--- START ---

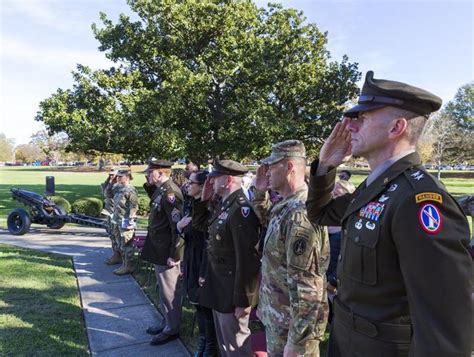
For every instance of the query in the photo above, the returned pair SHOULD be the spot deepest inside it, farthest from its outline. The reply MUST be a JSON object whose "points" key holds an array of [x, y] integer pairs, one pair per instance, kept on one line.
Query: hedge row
{"points": [[92, 206]]}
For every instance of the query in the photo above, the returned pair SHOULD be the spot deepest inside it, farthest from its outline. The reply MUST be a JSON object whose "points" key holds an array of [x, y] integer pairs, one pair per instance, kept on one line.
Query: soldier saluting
{"points": [[404, 272], [161, 247], [230, 286], [293, 302]]}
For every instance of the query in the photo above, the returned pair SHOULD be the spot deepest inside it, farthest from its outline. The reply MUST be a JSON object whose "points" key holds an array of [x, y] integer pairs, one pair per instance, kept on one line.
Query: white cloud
{"points": [[62, 57], [46, 13]]}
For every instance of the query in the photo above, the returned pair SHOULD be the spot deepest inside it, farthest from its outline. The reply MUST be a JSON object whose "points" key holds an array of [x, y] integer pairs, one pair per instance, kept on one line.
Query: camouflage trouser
{"points": [[276, 337], [124, 240], [110, 232]]}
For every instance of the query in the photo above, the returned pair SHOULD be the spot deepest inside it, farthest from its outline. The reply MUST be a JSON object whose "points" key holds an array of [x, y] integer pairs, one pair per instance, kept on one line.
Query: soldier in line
{"points": [[195, 263], [124, 219], [292, 303], [161, 248], [230, 284], [108, 194], [404, 272]]}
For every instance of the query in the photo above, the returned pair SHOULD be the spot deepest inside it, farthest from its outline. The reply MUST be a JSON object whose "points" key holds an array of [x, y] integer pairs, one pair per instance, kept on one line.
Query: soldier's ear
{"points": [[290, 165], [398, 127]]}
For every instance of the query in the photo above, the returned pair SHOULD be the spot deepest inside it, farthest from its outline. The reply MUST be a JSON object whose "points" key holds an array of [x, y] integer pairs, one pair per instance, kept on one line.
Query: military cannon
{"points": [[43, 211]]}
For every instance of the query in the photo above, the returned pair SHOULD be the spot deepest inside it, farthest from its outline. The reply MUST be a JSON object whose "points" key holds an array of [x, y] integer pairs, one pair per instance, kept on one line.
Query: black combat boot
{"points": [[211, 349], [201, 346]]}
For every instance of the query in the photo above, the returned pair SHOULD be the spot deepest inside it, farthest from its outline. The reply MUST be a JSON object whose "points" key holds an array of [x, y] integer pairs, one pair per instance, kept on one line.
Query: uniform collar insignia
{"points": [[417, 175]]}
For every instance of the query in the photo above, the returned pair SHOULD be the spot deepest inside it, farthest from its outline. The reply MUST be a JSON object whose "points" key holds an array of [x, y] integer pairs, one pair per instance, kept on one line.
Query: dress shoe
{"points": [[154, 330], [163, 338]]}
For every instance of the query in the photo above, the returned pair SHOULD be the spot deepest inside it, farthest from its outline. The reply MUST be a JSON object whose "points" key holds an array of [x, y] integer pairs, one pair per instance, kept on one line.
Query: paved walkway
{"points": [[116, 310]]}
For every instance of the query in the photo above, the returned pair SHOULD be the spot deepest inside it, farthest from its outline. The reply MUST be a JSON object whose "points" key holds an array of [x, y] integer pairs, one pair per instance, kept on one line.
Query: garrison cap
{"points": [[159, 164], [227, 167], [379, 93], [284, 149]]}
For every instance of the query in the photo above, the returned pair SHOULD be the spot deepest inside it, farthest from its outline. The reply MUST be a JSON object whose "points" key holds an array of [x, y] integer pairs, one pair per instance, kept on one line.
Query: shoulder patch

--- END ---

Could you please return each line of the material exactly, dropping the pictures?

Answer to the problem:
For every instance of the query in the photo above, the returned pair SHOULD be the spot deepest inside it, farthest from its outline. The reply MUST be a JSON object whose "points" key holds an array of [x, y] integer pairs, one pair per instance, kept on one line.
Query: hedge row
{"points": [[92, 206]]}
For every instance of the query in the photo above, the returned pair SHOULD be the spot deepest inside it, farthest from its outline. The reply MUST be a JSON object whose "points" key holds an array of [x, y] integer pairs, one pair per instance, kept on one line.
Query: soldier saluting
{"points": [[404, 272], [161, 247], [230, 286], [293, 302]]}
For every instance of the query in the photo above, the returned pair SHOULD be the spot deepest inside it, farthest from its outline. The reply MUST be a JSON object whose "points" key holds an array of [x, y] integer pairs, one pair per instance, kept on one line.
Query: white cloud
{"points": [[62, 57], [46, 13]]}
For every instance of the query in the photo above, the returned pair SHOULD be the spot deepest inside it, farthest from its outline. The reply MUST be a JSON object whose "points" key holds an array of [x, y] integer pairs, one pair per instance, kept on one line.
Query: camouflage trouser
{"points": [[276, 337], [124, 240], [110, 232]]}
For every instance of the query in the photo above, the returned pair SHOULD be the spot deepest inside it, farthest from its outline. The reply MUST be a JSON object whose "points" key holds an array of [x, y] integer pairs, one pair per instance, kept on one line.
Query: soldier in line
{"points": [[195, 263], [124, 219], [292, 303], [161, 248], [230, 284], [108, 194], [404, 272]]}
For every instance of the query in the photo above, the returned pair SHOULD be the spot deepest inside it, farthest from its outline. The reply MUST be a JSON object whose "points" key holds an array of [x, y] integer pairs, one pair per instance, kept on one line.
Query: soldier's ear
{"points": [[290, 165], [398, 127]]}
For every instance of the query in the photo above, the returned pair SHOULD be the spot deepest inside it, farthest from its outline. The reply MUST be a JSON object whose "points" key holds an array of [x, y] integer pairs, one pair per instance, kept on one line.
Query: military cannon
{"points": [[43, 211]]}
For every instance of the query in the photo above, the returned pair SHOULD be the spot deepest inside it, farthest from its outline. The reply MUST be a JSON object whose "points" key holds an array of [x, y] integer pairs, one pair per instance, kept on one line.
Query: black combat boot
{"points": [[211, 349], [201, 346]]}
For every instance of the query in the photo above, the returned pair SHOULD be the spot deepest inside it, farthest from its outline. The reply MUST be a JSON object whose "points" key holds an array of [x, y] integer pairs, one pair per instance, kept on one line.
Query: uniform collar insignia
{"points": [[417, 175]]}
For every instance of the query in the photo above, the returned pair SHOULD be the spot deepest inside it, farthest from its outline. The reply MUST be a JSON object whose "points" key holds an array of [x, y] integer pairs, one pair per instance, kept on one line.
Query: dress shoe
{"points": [[154, 330], [163, 338]]}
For every instance of the query in the photo above, the returned pair SHOULD be the spot deepest inside it, farthest from its outline. The reply MUST be a JSON object whose "points" key holds an array of [x, y] integer pairs, one pair per instance, kept on one line.
Query: paved walkway
{"points": [[116, 310]]}
For every instance of the query in the photo above, the returned pair SHOULD be the spot deepest inside it, farthest from its outline. The reply MUST be a JSON object whose "points" key holds an array of [x, y] integer pairs, one pair per instance, kept on one line.
Query: garrison cap
{"points": [[159, 164], [227, 167], [379, 93], [284, 149]]}
For every instance of the query in the photo above, the returned pair SHOULD be the spot deepest inside it, farthest from its outline. The reply MUST be a JSON object whose "points" key holds an array of [x, y] integer pairs, one pair per instance, kept on one line.
Query: shoulder patch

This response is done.